- **Work to complete**
Could you reproduce, from the records below, everything from the line with "[tag] handbag strap: a pin per instance" down to the line with "[tag] person in", keeping both of those lines and changing nothing?
++++ Data ++++
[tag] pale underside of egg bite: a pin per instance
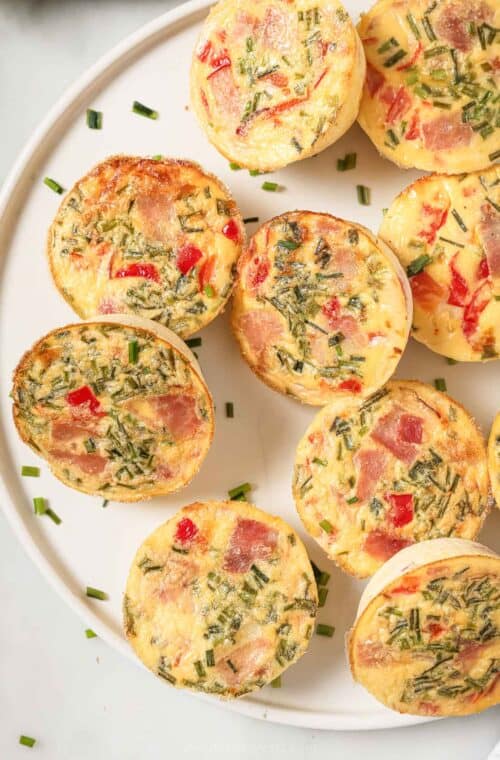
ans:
(427, 637)
(319, 308)
(156, 238)
(117, 410)
(220, 599)
(274, 82)
(494, 458)
(445, 231)
(373, 477)
(429, 99)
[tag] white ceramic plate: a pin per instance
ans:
(94, 546)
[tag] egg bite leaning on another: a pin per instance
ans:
(494, 458)
(157, 238)
(430, 95)
(321, 307)
(372, 477)
(117, 406)
(446, 232)
(220, 599)
(276, 81)
(426, 640)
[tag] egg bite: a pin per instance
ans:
(446, 232)
(158, 238)
(372, 477)
(426, 640)
(321, 307)
(430, 94)
(220, 599)
(274, 81)
(117, 406)
(494, 458)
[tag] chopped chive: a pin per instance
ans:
(95, 593)
(239, 491)
(143, 110)
(322, 594)
(94, 119)
(417, 265)
(322, 629)
(270, 187)
(55, 186)
(27, 741)
(440, 384)
(326, 525)
(364, 195)
(133, 351)
(30, 472)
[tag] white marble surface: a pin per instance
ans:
(76, 696)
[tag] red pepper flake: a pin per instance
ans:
(148, 271)
(84, 396)
(186, 530)
(231, 231)
(187, 257)
(401, 512)
(352, 385)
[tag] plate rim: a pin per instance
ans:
(11, 192)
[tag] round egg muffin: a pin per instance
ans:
(373, 477)
(220, 599)
(156, 238)
(426, 640)
(494, 458)
(117, 407)
(430, 94)
(446, 232)
(320, 308)
(276, 81)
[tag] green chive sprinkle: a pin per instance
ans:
(55, 186)
(440, 384)
(133, 351)
(94, 119)
(327, 526)
(95, 593)
(364, 195)
(270, 187)
(143, 110)
(322, 594)
(239, 491)
(30, 472)
(27, 741)
(322, 629)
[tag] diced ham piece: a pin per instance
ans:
(393, 430)
(91, 464)
(446, 132)
(382, 546)
(426, 291)
(370, 465)
(261, 329)
(489, 230)
(251, 540)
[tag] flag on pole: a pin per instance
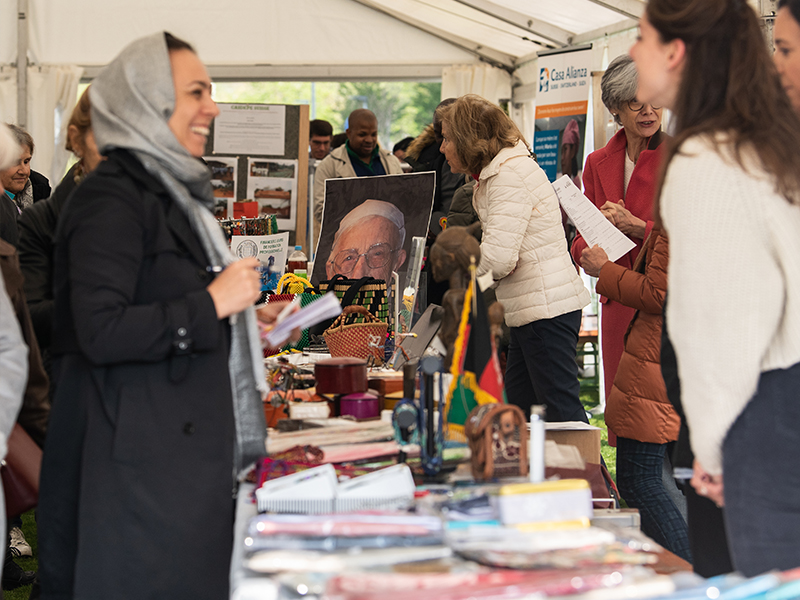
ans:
(477, 378)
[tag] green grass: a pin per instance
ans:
(591, 399)
(27, 563)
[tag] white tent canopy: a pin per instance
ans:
(482, 46)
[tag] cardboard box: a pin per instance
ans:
(586, 438)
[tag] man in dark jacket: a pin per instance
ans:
(22, 186)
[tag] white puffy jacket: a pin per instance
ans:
(521, 222)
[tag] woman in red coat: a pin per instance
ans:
(637, 407)
(620, 179)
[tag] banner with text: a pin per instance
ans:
(561, 104)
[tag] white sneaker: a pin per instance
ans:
(18, 542)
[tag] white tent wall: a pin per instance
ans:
(8, 31)
(604, 50)
(302, 34)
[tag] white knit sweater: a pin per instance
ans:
(734, 286)
(522, 232)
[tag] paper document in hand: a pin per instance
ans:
(591, 223)
(326, 307)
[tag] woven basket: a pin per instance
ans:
(359, 340)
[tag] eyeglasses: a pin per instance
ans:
(636, 106)
(377, 256)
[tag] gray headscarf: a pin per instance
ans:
(132, 101)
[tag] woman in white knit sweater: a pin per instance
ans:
(525, 249)
(729, 201)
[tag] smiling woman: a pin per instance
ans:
(730, 201)
(149, 453)
(194, 109)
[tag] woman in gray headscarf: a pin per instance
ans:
(158, 363)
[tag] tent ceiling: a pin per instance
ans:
(318, 39)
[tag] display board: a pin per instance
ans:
(278, 182)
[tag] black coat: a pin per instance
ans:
(142, 360)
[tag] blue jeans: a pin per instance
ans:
(541, 367)
(639, 469)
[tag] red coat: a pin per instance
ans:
(604, 181)
(637, 407)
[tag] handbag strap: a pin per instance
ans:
(350, 310)
(352, 291)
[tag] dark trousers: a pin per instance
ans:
(639, 477)
(542, 369)
(707, 537)
(762, 479)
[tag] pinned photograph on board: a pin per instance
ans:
(368, 223)
(273, 185)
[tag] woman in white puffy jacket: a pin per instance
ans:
(525, 249)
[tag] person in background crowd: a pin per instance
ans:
(148, 436)
(338, 140)
(524, 248)
(733, 312)
(786, 36)
(620, 179)
(319, 138)
(638, 409)
(22, 186)
(37, 224)
(13, 374)
(361, 156)
(570, 146)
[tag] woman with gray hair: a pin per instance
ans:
(620, 179)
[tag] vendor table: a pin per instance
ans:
(246, 585)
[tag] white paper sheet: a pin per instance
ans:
(591, 223)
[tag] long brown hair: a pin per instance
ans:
(479, 130)
(81, 118)
(729, 85)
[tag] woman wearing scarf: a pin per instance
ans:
(157, 361)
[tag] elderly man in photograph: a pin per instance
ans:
(359, 157)
(369, 242)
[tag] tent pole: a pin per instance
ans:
(22, 63)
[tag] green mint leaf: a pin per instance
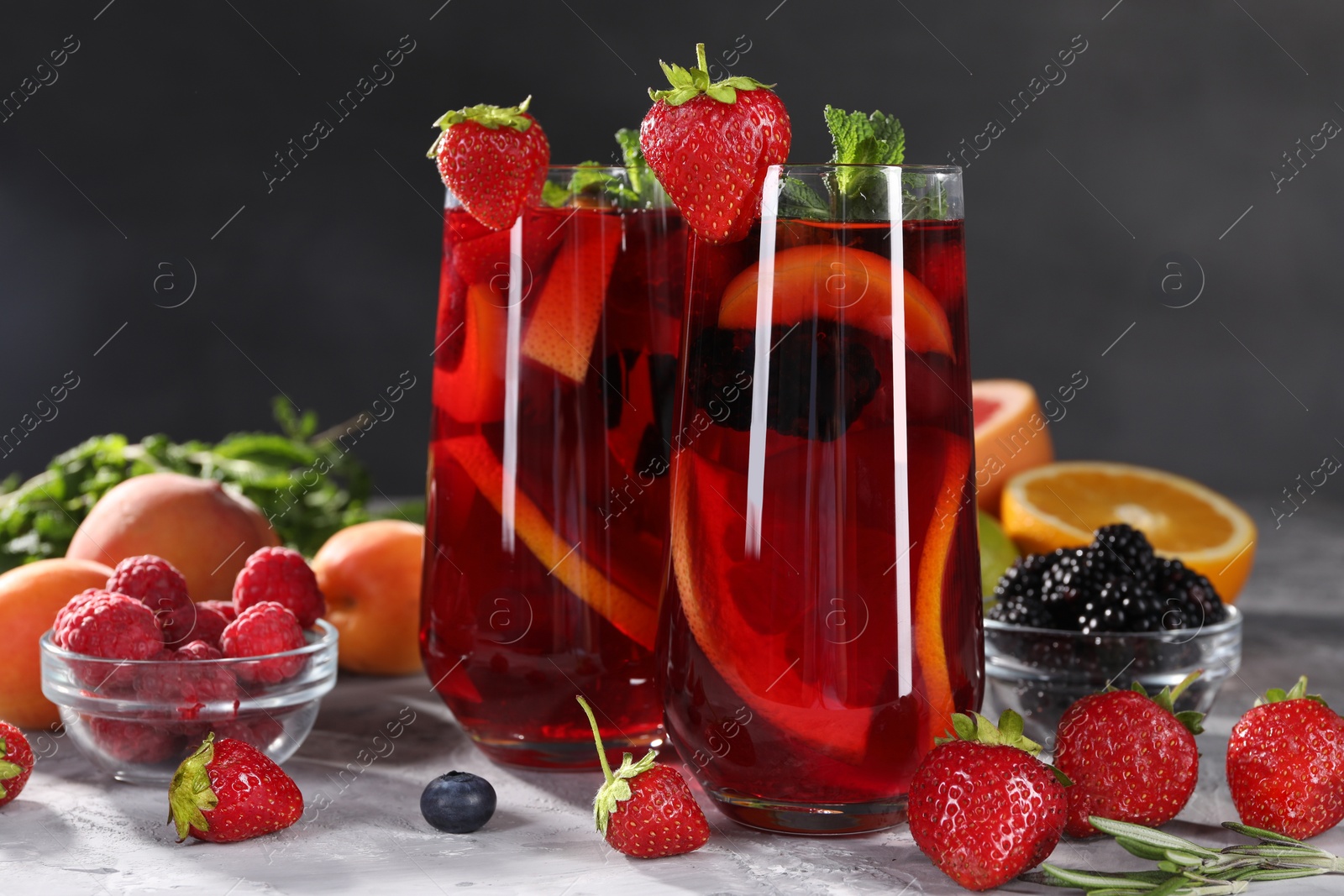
++++
- **Solution to the exercise**
[tag] handbag strap: a pin per instance
ans:
(350, 310)
(352, 291)
[tag] dark trousers: a pin per instance
ans:
(639, 477)
(542, 369)
(707, 537)
(762, 479)
[tag] pinned photograph on board: a pin per instance
ans:
(368, 223)
(273, 185)
[tag] woman in white puffy jacket: a pin per instance
ans:
(525, 249)
[tag] person in background crowd: a pin per instance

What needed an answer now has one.